** Directions for this task **
Return, word for word, everything from the start of the lines below down to and including the line that contains "129), (24, 133)]". Leave the pictures out of your answer.

** Data lines **
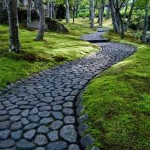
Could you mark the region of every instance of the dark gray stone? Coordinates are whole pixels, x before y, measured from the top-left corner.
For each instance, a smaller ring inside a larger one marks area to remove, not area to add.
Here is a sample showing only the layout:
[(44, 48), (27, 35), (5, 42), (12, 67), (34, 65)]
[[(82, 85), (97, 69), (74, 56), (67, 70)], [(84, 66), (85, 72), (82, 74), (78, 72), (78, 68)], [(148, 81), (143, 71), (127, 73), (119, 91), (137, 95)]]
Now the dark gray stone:
[(51, 131), (47, 134), (47, 137), (50, 141), (57, 141), (58, 140), (58, 131)]
[(0, 140), (6, 140), (9, 137), (10, 133), (11, 133), (10, 130), (0, 131)]
[(24, 138), (31, 141), (35, 136), (36, 130), (32, 129), (24, 133)]
[(18, 130), (18, 131), (12, 132), (11, 133), (11, 138), (15, 141), (19, 140), (22, 136), (22, 133), (23, 133), (23, 130)]
[(34, 143), (38, 146), (44, 146), (48, 143), (48, 140), (45, 135), (36, 135)]
[(57, 120), (57, 121), (54, 121), (53, 123), (51, 123), (50, 129), (51, 130), (58, 130), (62, 125), (63, 125), (63, 122)]
[(11, 148), (15, 145), (15, 141), (12, 139), (7, 139), (4, 141), (0, 141), (0, 148), (6, 149), (6, 148)]
[(64, 141), (52, 142), (47, 145), (47, 150), (65, 150), (67, 149), (67, 143)]
[(32, 142), (28, 142), (25, 139), (21, 139), (17, 144), (16, 144), (17, 150), (33, 150), (36, 148), (36, 145), (33, 144)]
[(63, 126), (60, 130), (60, 137), (70, 143), (77, 141), (77, 132), (73, 125)]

** The reply **
Could you mark the region of every instance of the dark gray stone? Coordinates are whole pixels, x before y, measured from the top-left corner.
For each instance, a smaller ring inside a larger one marks area to remove, not area to add.
Here is a sample showing only the layout:
[(44, 48), (27, 35), (5, 42), (12, 67), (34, 65)]
[[(82, 85), (97, 69), (74, 56), (67, 70)], [(84, 66), (85, 72), (82, 74), (78, 72), (78, 68)], [(148, 81), (143, 71), (127, 73), (119, 91), (137, 95)]]
Now the dark gray stone:
[(51, 131), (47, 134), (47, 137), (50, 141), (57, 141), (58, 140), (58, 131)]
[(0, 140), (6, 140), (9, 137), (10, 133), (11, 133), (10, 130), (0, 131)]
[(24, 138), (31, 141), (35, 136), (36, 130), (32, 129), (24, 133)]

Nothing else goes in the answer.